AIM OF THE EXERCISE
Transcribe the stretch from "No matter how" through "own sectarian preferences." in the passage on Hindu and Muslim identity in South Asia.

GIVEN PASSAGE
---
Cynthia Talbot, a historian who focuses on pre-colonial India, argues that while “no one would deny that modernization has led to the sharper articulation of identities encompassing broad communities… modern identities do not spring fully fashioned out of nowhere. They commonly employ the myths and symbols of earlier forms of identity that may be less clearly formulated and more restricted in circulation but are nonetheless incipient cores of ethnicity.” In her book India Before Europe, she writes, “Although the religious beliefs and practices of India were never systematized by a central institution or spiritual authority, the circulation of Sanskrit and Brahmins throughout the subcontinent did produce some semblance of a unified religious culture at the elite level by 1000 CE.” Other scholars argue that the arrival and conquest of Muslim “others” caused the various related native traditions to reify as Hinduism, a process that began long before the British arrived. Thus, there was an indigenous self-awareness of a native tradition distinct from the newly introduced Islam, though the term Hinduism was not yet fully in place.

On the other hand, Islam, like Christianity, was more self-aware of its distinct and often exclusionary identity from its onset. Local spiritual practices notwithstanding, most Muslim elites in South Asia were strongly aware of their unique cultural identity — with significant influence from the Middle East — separate from the more subcontinent-centric Hindus, even if they were not particularly religious, and even if they got along well with Hindus. The process of modernization, regardless of British involvement, expanded literacy, urbanization, and led to the “movement of ideology from the elite to the masses,” as Khan argues. Moreover, “confessionalization in some sense is part of the process of modernity and development, along with the expansion of the literate class.”

Therefore, the division between Hindus and Muslims in South Asia is nobody’s fault or plot, really, but a natural consequence of the emergence of a mass political culture. The reason for this divide is because Hindus and Muslims in the subcontinent naturally have utilized different points of reference when drawing upon history to articulate their sociopolitical goals and build their modern identities. Such thinking is not rare. In 18th and 19th century Europe, thinkers looked back to different periods of European history for inspiration. While the Enlightenment was more neoclassical in nature, and drew upon Europe’s Greco-Roman heritage, the subsequent Romantic movement idealized the medieval period, and as such, was very different in its philosophy. Unlike in Europe, in South Asia, the thinkers and elites who looked back to their region’s respective classical and medieval periods were not the same individuals, and often belonged to different religious groups.

No matter how much syncretism and fluidity there may have been, it would have been difficult for India’s two sets of elites — the Hindu brahmin-kshatriya combine on one hand, and the Perso-Turkic Muslims — to have agreed upon which aspects of India’s history to draw upon to build modern identities. It is true that Akbar and several other Mughal rulers patronized brahmins and sages, while Muslims served in elite roles in the armies of Hindu states like Vijayanagara, Mysore, and the Maratha Empire. But the ultimate cultural orientations of Hindu and Muslims states were different, and invariably Hindu and Muslim rulers in modern India would cleave toward their own sectarian preferences.
---
Region segmentation data
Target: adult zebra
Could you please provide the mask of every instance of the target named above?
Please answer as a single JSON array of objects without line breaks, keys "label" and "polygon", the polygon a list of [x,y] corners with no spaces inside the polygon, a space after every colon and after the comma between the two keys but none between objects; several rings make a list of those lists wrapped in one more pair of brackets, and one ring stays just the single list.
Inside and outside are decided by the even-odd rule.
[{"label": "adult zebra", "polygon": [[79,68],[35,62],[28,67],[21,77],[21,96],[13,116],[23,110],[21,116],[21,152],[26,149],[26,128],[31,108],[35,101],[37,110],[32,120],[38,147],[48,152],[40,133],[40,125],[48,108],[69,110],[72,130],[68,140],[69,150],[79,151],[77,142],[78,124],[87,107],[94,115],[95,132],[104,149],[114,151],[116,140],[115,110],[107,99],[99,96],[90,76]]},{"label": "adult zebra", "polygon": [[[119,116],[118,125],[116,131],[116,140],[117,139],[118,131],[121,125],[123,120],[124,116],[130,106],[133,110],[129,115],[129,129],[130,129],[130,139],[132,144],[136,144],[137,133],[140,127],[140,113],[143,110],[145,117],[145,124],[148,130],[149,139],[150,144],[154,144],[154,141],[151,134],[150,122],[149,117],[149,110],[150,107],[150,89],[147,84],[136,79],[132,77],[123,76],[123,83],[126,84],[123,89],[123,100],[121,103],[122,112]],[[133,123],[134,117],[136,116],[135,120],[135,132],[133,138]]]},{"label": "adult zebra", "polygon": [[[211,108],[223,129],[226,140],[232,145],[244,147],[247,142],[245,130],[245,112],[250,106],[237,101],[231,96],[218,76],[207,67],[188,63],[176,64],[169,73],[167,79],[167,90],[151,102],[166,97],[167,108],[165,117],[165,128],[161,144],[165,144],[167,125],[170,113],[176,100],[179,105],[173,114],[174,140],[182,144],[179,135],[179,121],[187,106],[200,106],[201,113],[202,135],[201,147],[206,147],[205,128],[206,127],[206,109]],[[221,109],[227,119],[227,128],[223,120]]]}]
---
EXERCISE OUTPUT
No matter how much syncretism and fluidity there may have been, it would have been difficult for India’s two sets of elites — the Hindu brahmin-kshatriya combine on one hand, and the Perso-Turkic Muslims — to have agreed upon which aspects of India’s history to draw upon to build modern identities. It is true that Akbar and several other Mughal rulers patronized brahmins and sages, while Muslims served in elite roles in the armies of Hindu states like Vijayanagara, Mysore, and the Maratha Empire. But the ultimate cultural orientations of Hindu and Muslims states were different, and invariably Hindu and Muslim rulers in modern India would cleave toward their own sectarian preferences.